To-do list:
(1) In the text on the binning scheme, restate the stretch from "Suppose that the" through "(making binning desireable).", replacing "bins" with "groups" throughout.
(2) According to the text on the binning scheme, what does the tag "zooming" indicate?

PUBLICATION: An efficient binning scheme with application to statistical crack mechanics

This paper has an algorithm that alleviates the computational burden of evaluating summations involving thousands or millions of terms, each of which is statistically variable.  It is a simple binning strategy that replaces the large (thousand or million-member) population of terms with a much smaller representative (~10 member) weighted population. This binning method typically gives ~500x computational efficiency boost.

10realizations

Suppose that the the summation is an average of a sample of many points, the goal is to RETAIN (not minimize) the deviation of a sample’s mean and standard deviation (or other important sample property) in comparison to the same properties of the source distribution.  The above animation shows an example of an exponential source distribution in gray, along with a finite discrete sample from it in black. The colored plots are the CDFs of the binned representation, shown in red if the number of bins turns out to be larger than the original population (in which case, the original population is small enough to use directly) or in green if the number of bins is smaller than the original sample size (making binning desireable).

The image above shows the effect of binning a small population, giving both red and green results to show that binning is not particularly attractive for small populations. The key observation in that plot is the fact that the binned representation “tracks with” the location of the black sample CDF. The tag “zooming” indicates that the binning strategy was set to capture the upper part of the CDF with greater accuracy than the lower part:

Below is the same plot for the case of a sample being 4000 points, where it is clear that the black sample is closer to the gray source curve, but still visibly different from it. In this case, the binned representation is consistently green (indicating that the number of bins is smaller than the sample). As seen, the green binned representation again nicely retains the “bouncing” (finite sample error) of the sample, which is important in applications of unstable systems (where the nature of the perturbation controls the nature of the unstable response).  Think of the following plot as a mild magnitude-3 earthquake (producing barely noticeable vibrations like bumps when riding in an automobile), while the previous image (above) is like a magnitude-9 quake.  The resulting damage induced in unstable systems is, of course, very different. That is why it is so important for a system sample approximation to faithfully retain the original sample’s finite-sampling errors!

Extracted material:
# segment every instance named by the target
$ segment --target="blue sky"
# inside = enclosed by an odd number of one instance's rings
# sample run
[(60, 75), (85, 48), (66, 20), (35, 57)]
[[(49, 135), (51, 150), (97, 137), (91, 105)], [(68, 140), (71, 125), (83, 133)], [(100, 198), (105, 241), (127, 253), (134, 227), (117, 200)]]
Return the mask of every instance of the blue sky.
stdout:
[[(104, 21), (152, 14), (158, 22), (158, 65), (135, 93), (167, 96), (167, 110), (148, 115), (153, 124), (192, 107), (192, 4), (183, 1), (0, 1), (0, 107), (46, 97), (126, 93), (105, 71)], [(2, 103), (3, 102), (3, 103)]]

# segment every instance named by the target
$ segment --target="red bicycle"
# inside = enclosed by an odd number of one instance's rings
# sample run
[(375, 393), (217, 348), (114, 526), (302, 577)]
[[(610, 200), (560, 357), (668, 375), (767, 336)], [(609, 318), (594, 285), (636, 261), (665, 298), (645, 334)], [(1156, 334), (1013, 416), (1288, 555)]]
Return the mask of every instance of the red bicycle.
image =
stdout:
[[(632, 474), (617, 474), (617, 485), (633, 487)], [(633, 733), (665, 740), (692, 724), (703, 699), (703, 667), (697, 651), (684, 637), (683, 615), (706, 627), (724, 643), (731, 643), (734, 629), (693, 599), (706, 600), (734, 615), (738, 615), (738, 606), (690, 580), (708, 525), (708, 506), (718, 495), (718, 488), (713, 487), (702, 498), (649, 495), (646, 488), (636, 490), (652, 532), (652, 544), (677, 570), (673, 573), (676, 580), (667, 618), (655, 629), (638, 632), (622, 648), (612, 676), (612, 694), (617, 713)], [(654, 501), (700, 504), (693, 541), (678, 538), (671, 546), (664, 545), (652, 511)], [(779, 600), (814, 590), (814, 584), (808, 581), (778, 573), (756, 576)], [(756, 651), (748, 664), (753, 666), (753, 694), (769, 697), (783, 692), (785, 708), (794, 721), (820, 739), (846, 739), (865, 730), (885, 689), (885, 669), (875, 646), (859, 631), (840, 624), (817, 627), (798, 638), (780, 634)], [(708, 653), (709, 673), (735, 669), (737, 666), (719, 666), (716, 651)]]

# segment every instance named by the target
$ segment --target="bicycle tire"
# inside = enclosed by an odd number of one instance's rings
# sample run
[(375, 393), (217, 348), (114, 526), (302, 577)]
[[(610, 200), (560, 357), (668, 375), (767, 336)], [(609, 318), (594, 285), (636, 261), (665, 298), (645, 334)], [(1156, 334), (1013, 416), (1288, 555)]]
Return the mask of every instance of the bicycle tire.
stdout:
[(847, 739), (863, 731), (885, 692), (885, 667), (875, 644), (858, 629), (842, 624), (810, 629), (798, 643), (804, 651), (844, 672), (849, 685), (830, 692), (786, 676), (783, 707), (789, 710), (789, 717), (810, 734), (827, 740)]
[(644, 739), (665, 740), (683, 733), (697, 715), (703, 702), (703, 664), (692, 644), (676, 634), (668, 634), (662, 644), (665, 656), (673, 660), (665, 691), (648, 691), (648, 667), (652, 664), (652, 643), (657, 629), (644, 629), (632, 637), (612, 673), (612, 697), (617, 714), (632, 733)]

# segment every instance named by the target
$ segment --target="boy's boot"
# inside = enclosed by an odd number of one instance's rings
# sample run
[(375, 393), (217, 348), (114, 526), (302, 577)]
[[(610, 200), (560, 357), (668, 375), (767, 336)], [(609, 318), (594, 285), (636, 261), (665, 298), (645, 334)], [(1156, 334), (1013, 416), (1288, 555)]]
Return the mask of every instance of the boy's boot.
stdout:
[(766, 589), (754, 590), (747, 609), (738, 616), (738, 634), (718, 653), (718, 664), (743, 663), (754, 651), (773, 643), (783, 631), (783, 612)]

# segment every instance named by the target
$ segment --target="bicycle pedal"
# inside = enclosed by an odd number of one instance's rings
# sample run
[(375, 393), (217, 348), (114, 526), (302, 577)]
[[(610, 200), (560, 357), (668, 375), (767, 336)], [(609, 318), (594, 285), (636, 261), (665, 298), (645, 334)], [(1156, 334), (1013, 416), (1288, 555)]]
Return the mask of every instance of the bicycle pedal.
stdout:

Solutions:
(1)
Suppose that the the summation is an average of a sample of many points, the goal is to RETAIN (not minimize) the deviation of a sample’s mean and standard deviation (or other important sample property) in comparison to the same properties of the source distribution.  The above animation shows an example of an exponential source distribution in gray, along with a finite discrete sample from it in black. The colored plots are the CDFs of the binned representation, shown in red if the number of groups turns out to be larger than the original population (in which case, the original population is small enough to use directly) or in green if the number of groups is smaller than the original sample size (making binning desireable).

(2) It indicates that the binning strategy was set to capture the upper part of the CDF with greater accuracy than the lower part.